## REQUIREMENTS
Rewrite the listing below so that "gear wheel" becomes "cogwheel", keeping everything else unchanged.
───── DATA
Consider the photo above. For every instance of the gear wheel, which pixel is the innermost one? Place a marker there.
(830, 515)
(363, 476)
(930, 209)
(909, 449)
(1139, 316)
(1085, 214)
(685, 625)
──────────
## WRITTEN REPLY
Consider the photo above. For every instance of the cogwheel, which pixel is the innermost one? Place a marker there.
(830, 515)
(363, 476)
(930, 209)
(909, 449)
(1139, 316)
(1085, 214)
(685, 625)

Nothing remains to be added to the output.